— BEGIN Task input —
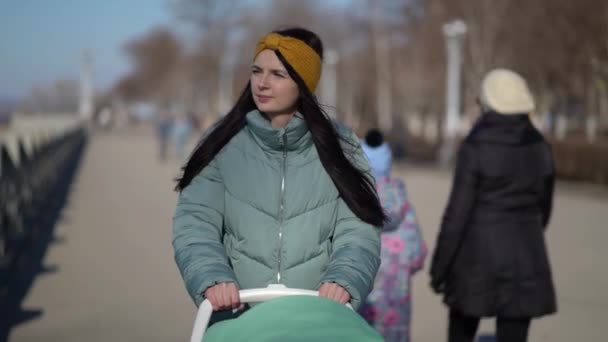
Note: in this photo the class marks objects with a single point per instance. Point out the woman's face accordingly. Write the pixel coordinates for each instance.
(274, 91)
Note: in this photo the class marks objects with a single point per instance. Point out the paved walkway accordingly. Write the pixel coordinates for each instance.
(115, 278)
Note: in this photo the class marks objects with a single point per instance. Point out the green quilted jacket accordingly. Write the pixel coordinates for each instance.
(265, 211)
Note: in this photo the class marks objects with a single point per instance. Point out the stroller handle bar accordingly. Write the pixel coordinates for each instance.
(246, 296)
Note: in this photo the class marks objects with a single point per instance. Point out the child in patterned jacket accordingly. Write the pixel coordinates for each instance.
(388, 307)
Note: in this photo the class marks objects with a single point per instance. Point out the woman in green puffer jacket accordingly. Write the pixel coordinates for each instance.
(277, 192)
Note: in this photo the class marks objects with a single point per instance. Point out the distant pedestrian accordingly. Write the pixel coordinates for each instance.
(490, 259)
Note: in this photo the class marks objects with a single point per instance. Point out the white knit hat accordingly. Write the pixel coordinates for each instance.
(506, 92)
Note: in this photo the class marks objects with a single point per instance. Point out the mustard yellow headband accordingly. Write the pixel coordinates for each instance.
(304, 59)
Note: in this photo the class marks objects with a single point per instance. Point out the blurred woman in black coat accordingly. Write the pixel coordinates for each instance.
(490, 259)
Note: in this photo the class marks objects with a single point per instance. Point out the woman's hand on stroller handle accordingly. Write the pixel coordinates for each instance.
(224, 296)
(334, 292)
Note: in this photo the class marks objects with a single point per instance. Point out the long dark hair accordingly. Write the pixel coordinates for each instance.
(356, 188)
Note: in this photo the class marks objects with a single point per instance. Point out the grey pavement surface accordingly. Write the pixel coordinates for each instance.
(116, 280)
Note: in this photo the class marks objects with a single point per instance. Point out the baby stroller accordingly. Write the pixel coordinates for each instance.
(285, 315)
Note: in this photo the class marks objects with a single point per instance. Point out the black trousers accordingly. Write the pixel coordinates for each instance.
(463, 328)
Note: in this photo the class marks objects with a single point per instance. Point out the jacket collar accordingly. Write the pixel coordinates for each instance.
(504, 129)
(294, 136)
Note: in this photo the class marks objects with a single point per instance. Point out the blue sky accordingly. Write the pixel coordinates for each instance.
(41, 40)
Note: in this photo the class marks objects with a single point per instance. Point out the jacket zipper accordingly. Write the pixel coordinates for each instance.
(282, 206)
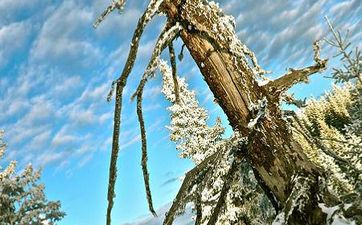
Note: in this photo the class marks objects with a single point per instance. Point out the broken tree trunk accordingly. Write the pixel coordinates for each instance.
(292, 182)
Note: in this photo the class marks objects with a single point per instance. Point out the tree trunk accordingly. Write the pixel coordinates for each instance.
(284, 171)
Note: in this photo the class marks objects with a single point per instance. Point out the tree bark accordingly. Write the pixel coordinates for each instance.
(278, 161)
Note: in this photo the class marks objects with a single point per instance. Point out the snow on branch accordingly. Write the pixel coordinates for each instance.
(192, 177)
(116, 4)
(293, 77)
(166, 37)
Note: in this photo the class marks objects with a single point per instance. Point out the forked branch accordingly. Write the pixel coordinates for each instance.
(149, 13)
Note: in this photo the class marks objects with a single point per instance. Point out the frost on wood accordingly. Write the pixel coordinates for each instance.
(242, 200)
(233, 74)
(150, 12)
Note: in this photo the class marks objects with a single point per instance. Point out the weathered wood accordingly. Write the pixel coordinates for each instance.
(277, 158)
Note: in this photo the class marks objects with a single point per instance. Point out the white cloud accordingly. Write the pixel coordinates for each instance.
(12, 39)
(60, 40)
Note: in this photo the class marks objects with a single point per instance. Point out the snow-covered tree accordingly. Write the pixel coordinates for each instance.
(293, 182)
(330, 132)
(22, 199)
(245, 201)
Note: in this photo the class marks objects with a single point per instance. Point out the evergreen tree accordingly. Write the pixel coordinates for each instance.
(22, 199)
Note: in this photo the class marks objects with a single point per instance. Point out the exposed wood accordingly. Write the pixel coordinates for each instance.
(275, 156)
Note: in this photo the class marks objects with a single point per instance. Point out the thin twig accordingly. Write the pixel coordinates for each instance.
(174, 72)
(121, 83)
(146, 176)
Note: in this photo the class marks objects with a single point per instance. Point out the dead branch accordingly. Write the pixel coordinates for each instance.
(191, 178)
(174, 72)
(293, 77)
(149, 13)
(225, 189)
(118, 4)
(166, 37)
(146, 176)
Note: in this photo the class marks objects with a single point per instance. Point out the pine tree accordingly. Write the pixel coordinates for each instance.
(22, 199)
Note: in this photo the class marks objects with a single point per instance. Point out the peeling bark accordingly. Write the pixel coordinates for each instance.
(275, 156)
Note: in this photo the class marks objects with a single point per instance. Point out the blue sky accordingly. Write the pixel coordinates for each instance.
(56, 71)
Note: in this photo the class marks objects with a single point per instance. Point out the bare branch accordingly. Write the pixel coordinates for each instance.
(144, 151)
(198, 206)
(174, 71)
(293, 77)
(166, 37)
(121, 83)
(117, 4)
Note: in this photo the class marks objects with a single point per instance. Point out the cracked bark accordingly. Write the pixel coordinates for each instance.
(274, 155)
— END Task input —
The request
Swap "pixel coordinates" for "x and y positions" wherever it appears across all of the records, and write the lines out again with nothing else changed. Leave the pictures out.

Answer to the task
Note: in this photo the class marks objects with a single point per instance. Point out the woman's face accordingly. Write the x and y positions for each instance.
(274, 91)
Note: in this photo the class marks objects with a single point per instance. Point out the paved walkway accordingly. Write the x and y positions for each instance.
(115, 278)
Note: in this photo the class marks objects with a single point per instance. Point out the green quilted jacket accordingly. Write the x and y positions for each instance.
(265, 211)
Note: in this photo the class marks objects with a single point per instance. Point out the stroller handle bar accordingly. Write the x and y positions for each instance.
(246, 296)
Note: in this photo the class marks objects with a single point per instance. Point out the child in patterned jacket accordingly. Write the x and y positions for each instance.
(388, 307)
Note: in this photo the class marks objects with a single point per instance. Point out the woman in green puffer jacket accordingly. Write the x and y positions for each instance.
(277, 192)
Note: in this photo the class marks objects with a single point per instance. Point out the distant pedestrian accordingly. Write the x and y positions for each instance.
(490, 259)
Note: in this photo the class marks objects with a single point per instance. Point out the white knit hat accordingly. Write the x and y positions for each instance.
(506, 92)
Note: in this photo the class marks objects with a single point per instance. Point out the mustard yellow headband accordingly. Write the x and y positions for each instance.
(304, 59)
Note: in this photo the class marks objects with a single point per instance. Point out the blurred woman in black coat accordingly. Write the x and y positions for each instance.
(490, 259)
Note: in this photo the class marks objects with a single point per instance. Point out the woman's hand on stroller handle accordingly. Write the x and y positions for each instance.
(224, 296)
(334, 292)
Note: in this photo the class marks objects with a single point per instance. Point out the long dark hair accordingly. Write the x and y positions for each instance.
(356, 188)
Note: in this photo the class marks objects with a single point per instance. Point out the grey pavement surface accordingly. Write the x and y positions for each instance.
(116, 280)
Note: in this photo the class marks objects with a single point per instance. Point out the baby stroller accordingly. Write the x and y positions for each instance.
(285, 315)
Note: in this photo the class marks objects with a single point per instance. Point out the black trousers accordingly. Write the x and y positions for each instance.
(463, 328)
Note: in this photo the class marks objects with a single point per instance. Point out the jacket collar accordingly. Write the x and y positions for each instance.
(504, 129)
(294, 136)
Note: in this photo the class marks objects with a single point per instance. Point out the blue sky accordingly. Write the x and y positions for each instance.
(41, 40)
Note: in this photo the class marks objects with a single point per instance. Point out the jacket zipper accordingly. Write the x and y positions for each instance.
(282, 206)
Note: in this photo the class marks objects with a single point per instance. Point out the broken tree trunk accordingly. Write the x and y positions for each instance.
(292, 182)
Note: in this photo the class marks objects with a single point per instance. Point out the tree trunk accordingly. Write the x and y positions for each instance.
(284, 171)
Note: in this photo the class marks objects with a single point per instance. Point out the tree bark accordingly. Write the x and y positions for each instance.
(278, 161)
Note: in this photo the class marks objects with a single point per instance. Point out the snow on branch accordingly. Write the x and y positions for each instance.
(192, 177)
(116, 4)
(293, 77)
(166, 37)
Note: in this photo the class marks objects with a single point per instance. Point out the forked branch accordingly. Write the x and y positions for each instance.
(149, 13)
Note: in this photo the class marks objects with a single point per instance. Point out the frost on wood accordingly. Write the x and y positions for each instance.
(242, 200)
(233, 74)
(150, 12)
Note: in this photo the class marks objects with a single point per instance. Point out the weathered wood accordingly. Write the x and y positions for each instance.
(277, 158)
Note: in this photo the class marks objects with a single point per instance. Point out the white cloud accordingly. Write the x and y positions for each instance.
(12, 39)
(60, 40)
Note: in this photo the class marks objects with a single point per instance. Point out the snow-covered tree accordingly. Write the x and y positions for each instance.
(293, 182)
(330, 132)
(22, 199)
(245, 201)
Note: in this photo the class marks objects with a single point per instance. Point out the evergreen tree accordingly. Write the x and y positions for each instance.
(22, 199)
Note: in this photo the class marks objects with a single point per instance. Point out the exposed wood accordingly. Write the x and y positions for each instance.
(275, 156)
Note: in this photo the class marks objects with a single point per instance. Point out the thin twig accordingly. Write the x and y positions for each instance.
(174, 72)
(121, 83)
(146, 176)
Note: in this photo the class marks objects with a single point per instance. Point out the dead branch accordingly. Write the x and y positions for each instance.
(191, 178)
(174, 72)
(293, 77)
(149, 13)
(225, 189)
(118, 4)
(166, 37)
(146, 176)
Note: in this photo the class marks objects with a single point per instance. Point out the pine tree accordingly. Write the x and y positions for each instance.
(22, 199)
Note: in this photo the class marks objects with a single point per instance. Point out the peeling bark accordingly. Write the x and y positions for each instance.
(275, 156)
Note: in this photo the class marks objects with a single point per instance. Point out the blue sky accordingly. Write the x and y positions for each instance.
(56, 71)
Note: in this photo the class marks objects with a single point per instance. Point out the bare branch accordingly. Write the x and y positions for each instance.
(144, 151)
(198, 206)
(174, 71)
(293, 77)
(166, 37)
(121, 83)
(117, 4)
Note: in this photo the class marks objects with a single point per instance. Point out the cracked bark accordingly. Write the x and y positions for each instance.
(274, 155)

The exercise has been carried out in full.